THE REQUEST
Find the line that contains "Report the position of each instance of the tree". Output it and every line after it to the end of the records, exactly as they appear.

INPUT DATA
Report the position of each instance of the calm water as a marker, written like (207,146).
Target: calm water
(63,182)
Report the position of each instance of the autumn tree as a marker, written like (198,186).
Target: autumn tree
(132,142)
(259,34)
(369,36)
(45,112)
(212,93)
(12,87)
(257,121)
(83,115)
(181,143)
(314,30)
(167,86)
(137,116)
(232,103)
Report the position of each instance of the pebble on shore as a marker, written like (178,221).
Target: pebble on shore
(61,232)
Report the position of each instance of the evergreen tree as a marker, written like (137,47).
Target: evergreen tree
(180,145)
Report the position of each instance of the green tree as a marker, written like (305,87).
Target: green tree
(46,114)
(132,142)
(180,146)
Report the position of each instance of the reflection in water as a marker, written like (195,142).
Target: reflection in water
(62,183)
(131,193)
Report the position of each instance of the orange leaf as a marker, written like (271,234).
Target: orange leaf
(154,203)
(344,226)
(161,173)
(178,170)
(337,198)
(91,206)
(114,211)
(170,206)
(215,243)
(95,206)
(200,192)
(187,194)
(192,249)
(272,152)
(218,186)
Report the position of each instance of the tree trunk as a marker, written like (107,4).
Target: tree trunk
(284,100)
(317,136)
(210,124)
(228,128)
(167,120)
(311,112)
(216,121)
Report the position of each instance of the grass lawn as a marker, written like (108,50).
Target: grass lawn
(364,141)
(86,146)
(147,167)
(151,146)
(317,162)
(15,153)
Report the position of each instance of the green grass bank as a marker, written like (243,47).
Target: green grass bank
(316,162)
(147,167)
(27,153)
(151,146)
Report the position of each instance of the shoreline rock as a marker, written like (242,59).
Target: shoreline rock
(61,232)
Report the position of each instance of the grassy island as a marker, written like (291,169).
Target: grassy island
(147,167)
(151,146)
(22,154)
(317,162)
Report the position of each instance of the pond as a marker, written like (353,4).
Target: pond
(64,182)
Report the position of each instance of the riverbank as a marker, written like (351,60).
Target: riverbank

EXERCISE SOLUTION
Report the position of each instance of the tree trunk as a marker, written like (107,4).
Target: tree trunk
(284,100)
(317,136)
(210,124)
(228,128)
(167,120)
(311,112)
(216,121)
Report the position of each instance of the grass lawn as a marker, written like (108,50).
Target: grass lawn
(364,141)
(86,146)
(147,167)
(151,146)
(317,162)
(15,153)
Report the position of each instance of the green grass bank as a marker, written like (243,47).
Target: green grass bank
(316,162)
(147,167)
(27,153)
(151,146)
Report the position of each instance of the shoreline rock as a marker, written like (242,59).
Target: shoreline rock
(61,232)
Report the position of each instance of the grassy island as a marker, written like (291,169).
Target: grassy island
(147,167)
(151,146)
(22,154)
(317,162)
Report the position of each instance of the pond as a marker, written like (353,4).
Target: pond
(64,182)
Report the position of each instance of the riverbank as a marker, written like (351,60).
Target: riverbank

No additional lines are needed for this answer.